RFR(S): JDK-8042155 Tests for stack guard pages have to be cleaned up

Dmitry Samersoff dmitry.samersoff at oracle.com
Wed May 21 12:09:55 UTC 2014


Coleen,

Please, see updated webrev:

http://cr.openjdk.java.net/~dsamersoff/JDK-8042155/webrev.03/

only invoke.c is changed (added -Xint and limited recursion depth for
second run).

>> It's guaranteed. We always have libjvm mapped after stack of initial
>> thread.
> We do?   Really?

Sure! Memory layout *of this test* is always the same. Unless we change
JNI_CreateJavaVM() implementation drastically.

-Dmitry



On 2014-05-20 18:59, Coleen Phillimore wrote:
> 
> On 5/20/14, 10:16 AM, Dmitry Samersoff wrote:
>> Coleen,
>>
>>> Is this guaranteed?  How many recursions of do_overflow will this
>>> take?   I still prefer my suggestion of limiting the recursions in the
>>> second case of do_overfflow so the test doesn't rely on some
>>> environmental setting that may not be true.
>> It's guaranteed. We always have libjvm mapped after stack of initial
>> thread.
> 
> We do?   Really?
>>
>> Typically we crashes after 136000 recursive calls and it takes 1.071 sec.
>>
>> But it's worth to limit recursion in second case. I'll do it.
> 
> Yes, please do this!
> 
> Coleen
>>
>> -Dmitry
>>
>>
>> On 2014-05-20 17:54, Coleen Phillimore wrote:
>>> Dmitry, some comments below.
>>>
>>> On 5/20/14, 8:04 AM, Dmitry Samersoff wrote:
>>>> Coleen,
>>>>
>>>> Thank you for the review!
>>>>
>>>> Please see below.
>>>>
>>>> On 2014-05-20 06:19, Coleen Phillimore wrote:
>>>>> I have reviewed the test.  I'm happy that you are fixing this test
>>>>> because it's been really problematic, but I have a couple of concerns.
>>>>> First the java program overflow doesn't allocate anything on the stack
>>>>> so when it gets compiled it might take a really long time to run.  Can
>>>>> you pass -Xint in invoke.c in the option string?
>>>> Sure. Will do.
>>>>
>>>>> Second, the second do_overflow() in run_native_overflow must hit some
>>>>> sort of protected page causing it to terminate, why isn't it
>>>>> SIG_ACCERR?   Maybe the second do_overflow should only recurse the
>>>>> same
>>>>> number of times as the first + some small number so it doesn't keep
>>>>> running up the stack (until ???)

■ Listing excerpted from a collection
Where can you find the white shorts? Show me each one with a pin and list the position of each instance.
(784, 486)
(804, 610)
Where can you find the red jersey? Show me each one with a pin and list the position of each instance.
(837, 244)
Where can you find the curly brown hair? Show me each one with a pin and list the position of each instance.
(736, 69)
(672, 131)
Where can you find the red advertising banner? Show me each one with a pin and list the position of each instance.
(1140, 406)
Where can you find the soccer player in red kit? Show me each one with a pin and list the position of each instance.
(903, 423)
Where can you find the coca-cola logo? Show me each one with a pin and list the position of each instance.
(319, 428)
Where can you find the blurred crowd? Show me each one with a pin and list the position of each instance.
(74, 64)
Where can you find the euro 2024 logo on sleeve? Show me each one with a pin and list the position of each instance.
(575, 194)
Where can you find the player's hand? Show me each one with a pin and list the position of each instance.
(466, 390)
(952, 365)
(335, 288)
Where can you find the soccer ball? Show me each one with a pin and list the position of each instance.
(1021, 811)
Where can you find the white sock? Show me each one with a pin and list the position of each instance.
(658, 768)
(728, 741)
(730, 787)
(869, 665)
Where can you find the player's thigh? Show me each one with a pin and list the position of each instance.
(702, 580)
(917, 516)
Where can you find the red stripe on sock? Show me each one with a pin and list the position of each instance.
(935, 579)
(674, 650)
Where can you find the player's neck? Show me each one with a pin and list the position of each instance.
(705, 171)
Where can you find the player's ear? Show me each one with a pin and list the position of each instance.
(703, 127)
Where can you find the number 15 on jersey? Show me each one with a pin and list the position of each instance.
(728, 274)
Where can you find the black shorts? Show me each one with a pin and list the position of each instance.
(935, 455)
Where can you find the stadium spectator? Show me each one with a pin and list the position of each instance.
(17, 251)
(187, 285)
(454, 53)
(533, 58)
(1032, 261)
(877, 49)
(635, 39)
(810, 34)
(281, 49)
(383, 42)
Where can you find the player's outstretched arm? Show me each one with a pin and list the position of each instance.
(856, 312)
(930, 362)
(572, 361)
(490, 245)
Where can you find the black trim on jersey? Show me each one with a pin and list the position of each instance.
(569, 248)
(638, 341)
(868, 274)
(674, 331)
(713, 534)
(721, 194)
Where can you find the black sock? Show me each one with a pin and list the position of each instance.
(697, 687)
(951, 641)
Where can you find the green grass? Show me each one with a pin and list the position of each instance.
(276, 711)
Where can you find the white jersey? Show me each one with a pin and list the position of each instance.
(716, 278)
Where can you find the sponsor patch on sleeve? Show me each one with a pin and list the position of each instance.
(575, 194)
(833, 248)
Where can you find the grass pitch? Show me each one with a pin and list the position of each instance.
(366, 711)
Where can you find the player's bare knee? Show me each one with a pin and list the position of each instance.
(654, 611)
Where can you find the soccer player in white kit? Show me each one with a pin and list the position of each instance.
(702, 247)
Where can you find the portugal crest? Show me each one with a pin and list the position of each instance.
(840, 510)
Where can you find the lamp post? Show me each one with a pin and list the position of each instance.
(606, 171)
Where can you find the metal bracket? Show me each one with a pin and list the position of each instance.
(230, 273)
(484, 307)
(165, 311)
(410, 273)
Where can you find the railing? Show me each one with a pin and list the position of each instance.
...
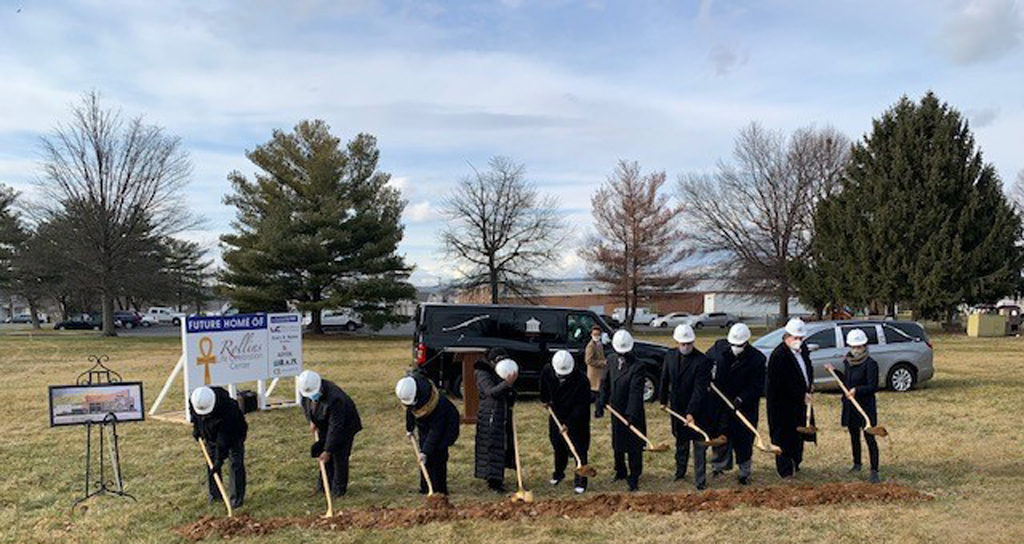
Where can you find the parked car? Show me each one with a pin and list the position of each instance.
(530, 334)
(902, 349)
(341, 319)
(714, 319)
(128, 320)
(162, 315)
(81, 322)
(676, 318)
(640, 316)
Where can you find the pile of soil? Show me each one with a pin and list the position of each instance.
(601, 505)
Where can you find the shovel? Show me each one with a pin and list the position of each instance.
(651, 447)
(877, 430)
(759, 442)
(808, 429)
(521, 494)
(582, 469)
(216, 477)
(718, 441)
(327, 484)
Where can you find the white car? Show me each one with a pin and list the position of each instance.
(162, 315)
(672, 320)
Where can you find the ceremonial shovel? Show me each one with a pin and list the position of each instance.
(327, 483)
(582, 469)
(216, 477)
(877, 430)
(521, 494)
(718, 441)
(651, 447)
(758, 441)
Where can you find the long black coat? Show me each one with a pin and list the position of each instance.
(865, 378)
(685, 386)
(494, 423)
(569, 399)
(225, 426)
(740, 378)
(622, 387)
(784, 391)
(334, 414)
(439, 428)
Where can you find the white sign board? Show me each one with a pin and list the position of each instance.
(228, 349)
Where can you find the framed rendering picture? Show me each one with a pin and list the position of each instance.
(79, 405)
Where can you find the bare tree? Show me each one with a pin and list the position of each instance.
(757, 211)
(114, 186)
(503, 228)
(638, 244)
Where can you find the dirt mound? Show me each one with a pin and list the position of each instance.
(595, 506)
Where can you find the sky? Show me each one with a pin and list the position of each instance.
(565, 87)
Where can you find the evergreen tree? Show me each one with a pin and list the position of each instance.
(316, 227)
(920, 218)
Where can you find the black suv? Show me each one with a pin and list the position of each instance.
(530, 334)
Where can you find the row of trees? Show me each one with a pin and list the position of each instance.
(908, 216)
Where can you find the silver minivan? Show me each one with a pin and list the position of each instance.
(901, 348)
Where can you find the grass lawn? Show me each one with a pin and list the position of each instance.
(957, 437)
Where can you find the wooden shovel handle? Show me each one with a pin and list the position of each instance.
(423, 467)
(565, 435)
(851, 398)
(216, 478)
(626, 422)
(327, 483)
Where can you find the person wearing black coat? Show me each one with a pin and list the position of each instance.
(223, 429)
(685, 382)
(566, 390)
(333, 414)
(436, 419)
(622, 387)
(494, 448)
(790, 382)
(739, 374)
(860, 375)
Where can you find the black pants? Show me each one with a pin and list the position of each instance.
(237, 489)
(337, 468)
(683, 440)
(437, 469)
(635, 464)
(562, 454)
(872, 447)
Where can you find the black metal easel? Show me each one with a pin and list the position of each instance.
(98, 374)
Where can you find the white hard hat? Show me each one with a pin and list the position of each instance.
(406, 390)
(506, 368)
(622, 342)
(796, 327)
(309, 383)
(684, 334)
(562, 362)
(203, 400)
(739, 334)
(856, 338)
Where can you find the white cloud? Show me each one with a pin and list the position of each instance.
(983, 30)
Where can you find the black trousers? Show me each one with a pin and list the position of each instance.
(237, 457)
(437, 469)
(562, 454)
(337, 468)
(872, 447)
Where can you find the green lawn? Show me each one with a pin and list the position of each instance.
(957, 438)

■ What is needed
Copy the passage of the review thread from "RFR(S): JDK-8042155 Tests" to "second run).". The listing was taken from a separate source and has no connection to the review thread.

■ Solution to the exercise
RFR(S): JDK-8042155 Tests for stack guard pages have to be cleaned up

Dmitry Samersoff dmitry.samersoff at oracle.com
Wed May 21 12:09:55 UTC 2014


Coleen,

Please, see updated webrev:

http://cr.openjdk.java.net/~dsamersoff/JDK-8042155/webrev.03/

only invoke.c is changed (added -Xint and limited recursion depth for
second run).